→ Problem to work on
Collect every line of the data below that includes the word "jacket", and copy each of those lines in full.

Saved data entries:
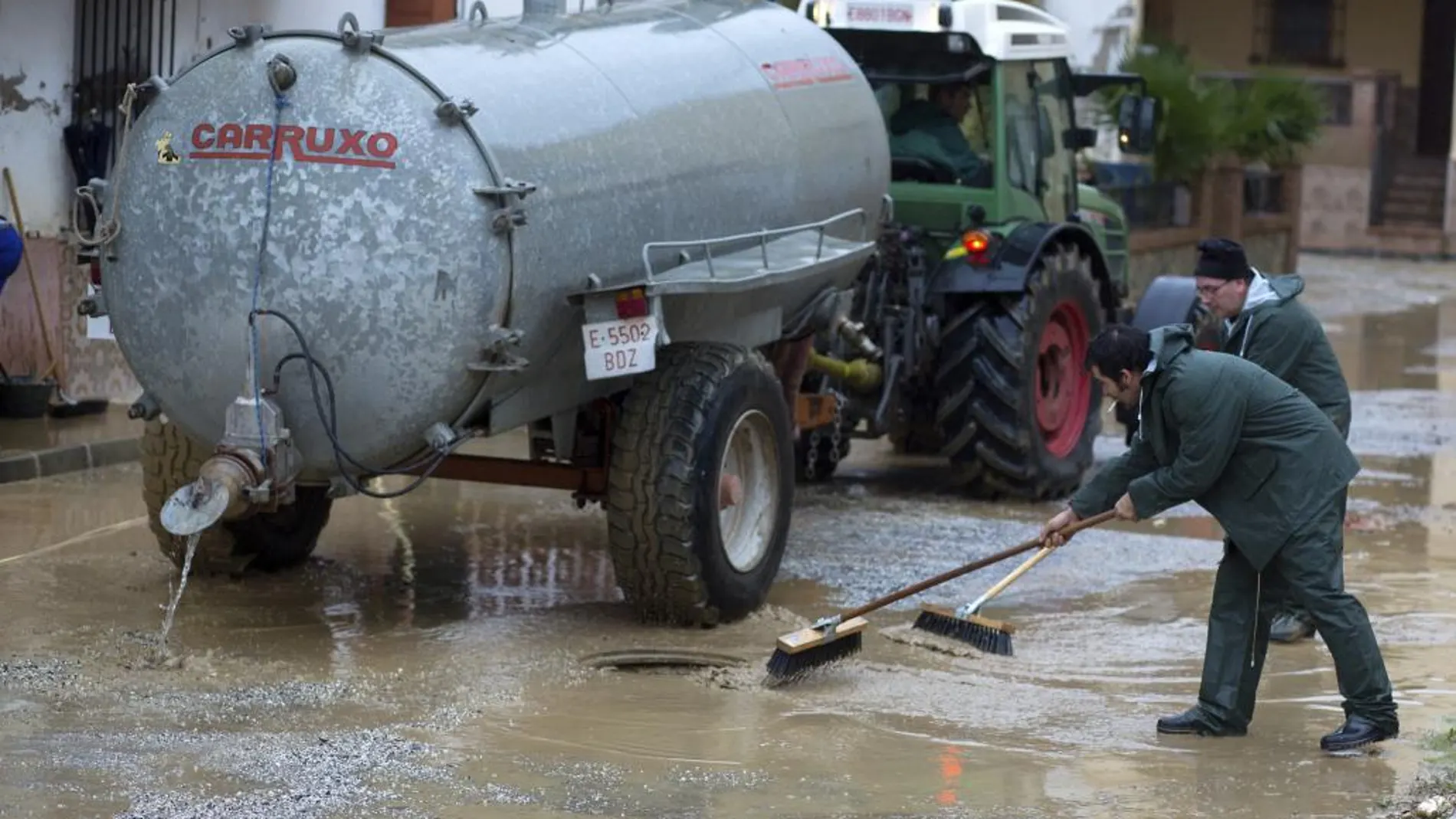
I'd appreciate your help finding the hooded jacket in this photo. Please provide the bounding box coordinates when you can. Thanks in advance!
[1220,270,1349,439]
[0,217,25,298]
[1071,324,1360,572]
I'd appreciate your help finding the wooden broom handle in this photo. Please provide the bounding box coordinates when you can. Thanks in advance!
[838,509,1117,621]
[971,545,1056,611]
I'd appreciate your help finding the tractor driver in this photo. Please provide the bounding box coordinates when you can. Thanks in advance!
[890,83,992,188]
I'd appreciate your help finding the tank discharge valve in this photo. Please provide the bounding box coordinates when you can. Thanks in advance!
[159,395,300,537]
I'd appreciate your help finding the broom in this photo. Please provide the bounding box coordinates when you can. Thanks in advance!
[913,509,1115,657]
[769,512,1094,681]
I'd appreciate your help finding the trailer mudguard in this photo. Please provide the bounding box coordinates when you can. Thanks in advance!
[1131,275,1202,330]
[930,221,1117,322]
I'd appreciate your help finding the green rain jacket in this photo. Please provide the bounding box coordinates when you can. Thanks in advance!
[1222,270,1349,438]
[890,99,985,182]
[1071,324,1360,572]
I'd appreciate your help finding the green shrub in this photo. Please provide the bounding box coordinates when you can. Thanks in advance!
[1228,74,1326,165]
[1100,44,1325,182]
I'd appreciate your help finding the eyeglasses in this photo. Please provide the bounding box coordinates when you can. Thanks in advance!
[1194,280,1233,295]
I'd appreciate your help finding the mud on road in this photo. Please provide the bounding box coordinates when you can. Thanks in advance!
[0,257,1456,819]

→ Full answer
I'd appreciate your help finding the hooded jacket in this photo. Please provide the bounding box coordinates when you can. Thanks in advance!
I'd appreciate your help finding the green rain jacket in this photo. Please provide the bounding box coordinates when you can. Thanks in advance!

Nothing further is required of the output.